### PROBLEM DESCRIPTION
Return each line of the listing below that contains the string "positive", matching case exactly.

### DATA FOR THE TASK

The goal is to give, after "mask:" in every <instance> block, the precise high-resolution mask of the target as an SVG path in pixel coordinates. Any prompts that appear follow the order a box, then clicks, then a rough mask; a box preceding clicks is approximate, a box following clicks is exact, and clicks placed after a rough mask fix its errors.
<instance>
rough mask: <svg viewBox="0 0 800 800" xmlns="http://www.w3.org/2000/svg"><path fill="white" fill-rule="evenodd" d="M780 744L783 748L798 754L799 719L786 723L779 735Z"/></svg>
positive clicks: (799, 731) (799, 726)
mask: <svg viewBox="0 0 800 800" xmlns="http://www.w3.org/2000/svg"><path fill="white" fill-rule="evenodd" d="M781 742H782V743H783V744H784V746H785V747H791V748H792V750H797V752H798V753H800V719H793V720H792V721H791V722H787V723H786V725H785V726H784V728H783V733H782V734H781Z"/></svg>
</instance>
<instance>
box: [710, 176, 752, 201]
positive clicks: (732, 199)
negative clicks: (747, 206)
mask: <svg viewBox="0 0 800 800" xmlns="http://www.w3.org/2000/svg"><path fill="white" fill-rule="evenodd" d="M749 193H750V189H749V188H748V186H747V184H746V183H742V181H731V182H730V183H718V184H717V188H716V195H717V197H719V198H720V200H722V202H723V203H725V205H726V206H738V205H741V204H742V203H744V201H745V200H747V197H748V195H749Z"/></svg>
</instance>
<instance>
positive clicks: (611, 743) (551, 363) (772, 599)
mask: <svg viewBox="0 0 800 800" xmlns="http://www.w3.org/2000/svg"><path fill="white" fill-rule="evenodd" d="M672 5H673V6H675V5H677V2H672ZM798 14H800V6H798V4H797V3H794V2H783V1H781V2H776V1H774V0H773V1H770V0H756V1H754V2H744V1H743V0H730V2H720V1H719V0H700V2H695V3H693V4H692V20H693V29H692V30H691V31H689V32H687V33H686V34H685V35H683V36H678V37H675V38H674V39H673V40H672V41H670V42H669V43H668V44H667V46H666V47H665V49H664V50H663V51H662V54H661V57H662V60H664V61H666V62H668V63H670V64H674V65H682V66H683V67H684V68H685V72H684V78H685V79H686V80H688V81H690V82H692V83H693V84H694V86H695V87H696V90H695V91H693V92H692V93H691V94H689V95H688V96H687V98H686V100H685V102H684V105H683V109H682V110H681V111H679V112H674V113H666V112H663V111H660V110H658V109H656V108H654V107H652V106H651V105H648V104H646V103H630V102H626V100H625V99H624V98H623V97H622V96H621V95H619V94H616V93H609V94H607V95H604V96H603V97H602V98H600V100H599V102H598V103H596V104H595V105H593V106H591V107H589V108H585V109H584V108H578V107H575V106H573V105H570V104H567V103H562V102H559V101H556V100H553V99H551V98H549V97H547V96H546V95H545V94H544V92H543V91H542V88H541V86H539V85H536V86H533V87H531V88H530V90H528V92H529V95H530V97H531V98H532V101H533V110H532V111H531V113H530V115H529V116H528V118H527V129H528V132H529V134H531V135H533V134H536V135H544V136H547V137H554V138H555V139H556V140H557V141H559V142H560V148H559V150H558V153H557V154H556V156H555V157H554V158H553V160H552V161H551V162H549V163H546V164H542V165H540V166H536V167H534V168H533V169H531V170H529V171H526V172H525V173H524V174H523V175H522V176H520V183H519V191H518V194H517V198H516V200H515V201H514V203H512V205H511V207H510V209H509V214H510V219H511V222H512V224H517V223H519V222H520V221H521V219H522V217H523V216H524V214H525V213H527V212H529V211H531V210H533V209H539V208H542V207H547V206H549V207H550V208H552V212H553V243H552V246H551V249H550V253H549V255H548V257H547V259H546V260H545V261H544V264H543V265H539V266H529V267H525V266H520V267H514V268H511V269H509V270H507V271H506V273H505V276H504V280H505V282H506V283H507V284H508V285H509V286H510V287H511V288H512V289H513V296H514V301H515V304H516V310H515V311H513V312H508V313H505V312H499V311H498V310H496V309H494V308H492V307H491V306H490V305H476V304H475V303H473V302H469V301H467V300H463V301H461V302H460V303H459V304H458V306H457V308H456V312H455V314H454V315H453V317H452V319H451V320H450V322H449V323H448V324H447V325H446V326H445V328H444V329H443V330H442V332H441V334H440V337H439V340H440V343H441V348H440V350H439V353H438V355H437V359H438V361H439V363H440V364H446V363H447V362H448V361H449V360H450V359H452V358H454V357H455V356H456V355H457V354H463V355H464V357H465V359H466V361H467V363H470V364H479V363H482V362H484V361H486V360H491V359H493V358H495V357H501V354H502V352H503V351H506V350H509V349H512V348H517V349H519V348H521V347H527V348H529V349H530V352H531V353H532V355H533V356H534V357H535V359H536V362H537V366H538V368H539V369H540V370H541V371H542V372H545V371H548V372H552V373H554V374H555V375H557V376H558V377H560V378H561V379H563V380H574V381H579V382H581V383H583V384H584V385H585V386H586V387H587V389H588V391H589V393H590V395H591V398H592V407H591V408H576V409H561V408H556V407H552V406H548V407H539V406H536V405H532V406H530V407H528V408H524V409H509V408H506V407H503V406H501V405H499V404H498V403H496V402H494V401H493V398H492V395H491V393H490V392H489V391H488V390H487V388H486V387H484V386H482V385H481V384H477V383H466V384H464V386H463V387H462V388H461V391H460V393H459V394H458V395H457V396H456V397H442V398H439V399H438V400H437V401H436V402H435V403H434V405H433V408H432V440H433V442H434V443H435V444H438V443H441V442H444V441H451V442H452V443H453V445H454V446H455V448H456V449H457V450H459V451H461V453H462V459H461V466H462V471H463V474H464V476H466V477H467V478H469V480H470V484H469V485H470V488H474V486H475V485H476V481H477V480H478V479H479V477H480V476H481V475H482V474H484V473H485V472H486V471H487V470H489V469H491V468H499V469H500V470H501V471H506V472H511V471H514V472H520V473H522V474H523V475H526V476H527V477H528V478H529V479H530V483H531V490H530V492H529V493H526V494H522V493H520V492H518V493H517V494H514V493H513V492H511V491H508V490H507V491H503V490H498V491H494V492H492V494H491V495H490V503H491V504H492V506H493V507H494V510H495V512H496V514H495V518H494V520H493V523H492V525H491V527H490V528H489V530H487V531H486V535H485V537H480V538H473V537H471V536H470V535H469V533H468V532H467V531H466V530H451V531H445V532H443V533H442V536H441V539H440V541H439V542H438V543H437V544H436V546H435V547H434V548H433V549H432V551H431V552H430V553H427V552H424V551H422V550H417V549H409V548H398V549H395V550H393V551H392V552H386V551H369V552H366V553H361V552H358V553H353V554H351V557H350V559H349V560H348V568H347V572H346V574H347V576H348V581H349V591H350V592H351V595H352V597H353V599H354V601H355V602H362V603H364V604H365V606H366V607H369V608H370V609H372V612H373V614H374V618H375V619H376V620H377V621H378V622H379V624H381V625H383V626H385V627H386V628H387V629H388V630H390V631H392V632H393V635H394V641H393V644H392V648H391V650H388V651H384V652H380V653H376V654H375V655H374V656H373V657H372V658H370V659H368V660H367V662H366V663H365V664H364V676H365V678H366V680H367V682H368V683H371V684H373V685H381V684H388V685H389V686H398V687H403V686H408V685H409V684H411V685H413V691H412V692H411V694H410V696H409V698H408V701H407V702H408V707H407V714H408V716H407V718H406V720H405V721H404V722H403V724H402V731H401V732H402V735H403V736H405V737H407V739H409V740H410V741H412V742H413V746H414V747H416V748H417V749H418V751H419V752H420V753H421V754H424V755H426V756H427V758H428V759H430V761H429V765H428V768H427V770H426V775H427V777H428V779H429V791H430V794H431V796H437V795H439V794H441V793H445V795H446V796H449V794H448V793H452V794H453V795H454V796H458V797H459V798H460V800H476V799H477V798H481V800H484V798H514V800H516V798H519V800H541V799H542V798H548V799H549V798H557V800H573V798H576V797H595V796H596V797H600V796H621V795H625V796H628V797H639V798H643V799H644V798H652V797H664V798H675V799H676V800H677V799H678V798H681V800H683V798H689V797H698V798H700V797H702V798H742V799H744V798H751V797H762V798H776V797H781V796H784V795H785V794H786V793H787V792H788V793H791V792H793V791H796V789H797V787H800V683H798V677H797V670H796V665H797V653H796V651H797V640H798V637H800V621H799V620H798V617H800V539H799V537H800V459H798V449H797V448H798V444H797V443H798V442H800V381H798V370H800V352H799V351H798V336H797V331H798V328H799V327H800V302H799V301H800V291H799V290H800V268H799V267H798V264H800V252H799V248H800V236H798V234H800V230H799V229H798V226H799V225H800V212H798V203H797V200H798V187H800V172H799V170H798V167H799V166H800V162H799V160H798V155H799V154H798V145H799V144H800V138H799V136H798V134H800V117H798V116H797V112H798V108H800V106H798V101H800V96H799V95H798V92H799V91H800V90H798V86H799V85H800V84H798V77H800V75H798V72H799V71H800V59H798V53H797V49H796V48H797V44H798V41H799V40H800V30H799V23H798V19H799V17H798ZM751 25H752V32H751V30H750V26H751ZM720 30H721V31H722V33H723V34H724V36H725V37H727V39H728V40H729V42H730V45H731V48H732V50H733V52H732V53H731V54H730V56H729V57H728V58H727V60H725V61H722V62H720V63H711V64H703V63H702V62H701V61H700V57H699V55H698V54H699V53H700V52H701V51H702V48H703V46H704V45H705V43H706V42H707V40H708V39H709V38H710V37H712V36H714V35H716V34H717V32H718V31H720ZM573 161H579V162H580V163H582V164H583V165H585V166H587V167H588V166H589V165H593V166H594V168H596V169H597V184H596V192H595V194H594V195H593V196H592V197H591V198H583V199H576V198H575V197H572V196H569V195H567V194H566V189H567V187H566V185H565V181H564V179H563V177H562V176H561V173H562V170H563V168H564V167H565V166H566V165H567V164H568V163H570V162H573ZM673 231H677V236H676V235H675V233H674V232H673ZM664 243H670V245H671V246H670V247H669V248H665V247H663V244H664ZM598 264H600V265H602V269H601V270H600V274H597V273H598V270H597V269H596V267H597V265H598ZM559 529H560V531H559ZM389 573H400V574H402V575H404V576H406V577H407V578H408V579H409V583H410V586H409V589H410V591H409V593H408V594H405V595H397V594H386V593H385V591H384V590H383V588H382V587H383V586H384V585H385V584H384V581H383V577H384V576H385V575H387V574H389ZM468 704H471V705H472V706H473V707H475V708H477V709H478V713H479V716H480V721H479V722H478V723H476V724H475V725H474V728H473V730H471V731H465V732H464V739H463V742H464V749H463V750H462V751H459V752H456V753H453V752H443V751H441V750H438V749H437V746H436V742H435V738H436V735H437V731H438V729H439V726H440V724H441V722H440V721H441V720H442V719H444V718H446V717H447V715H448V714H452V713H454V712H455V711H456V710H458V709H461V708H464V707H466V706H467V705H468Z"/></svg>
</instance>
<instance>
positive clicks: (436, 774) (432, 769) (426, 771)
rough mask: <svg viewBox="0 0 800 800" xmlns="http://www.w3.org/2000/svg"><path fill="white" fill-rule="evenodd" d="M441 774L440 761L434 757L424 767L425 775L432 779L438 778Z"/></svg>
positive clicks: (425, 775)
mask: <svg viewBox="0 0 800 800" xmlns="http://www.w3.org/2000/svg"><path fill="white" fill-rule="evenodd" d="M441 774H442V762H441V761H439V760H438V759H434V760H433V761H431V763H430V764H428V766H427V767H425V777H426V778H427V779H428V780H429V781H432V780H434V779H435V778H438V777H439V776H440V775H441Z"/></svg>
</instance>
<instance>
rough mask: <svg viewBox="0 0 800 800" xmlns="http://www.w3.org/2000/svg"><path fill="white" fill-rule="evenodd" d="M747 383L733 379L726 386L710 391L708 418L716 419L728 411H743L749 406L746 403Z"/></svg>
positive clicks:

### ANSWER TO THIS TASK
positive clicks: (799, 731) (799, 726)
positive clicks: (732, 199)
positive clicks: (611, 743) (551, 363) (772, 599)
positive clicks: (436, 774) (432, 769) (426, 771)
positive clicks: (425, 775)
positive clicks:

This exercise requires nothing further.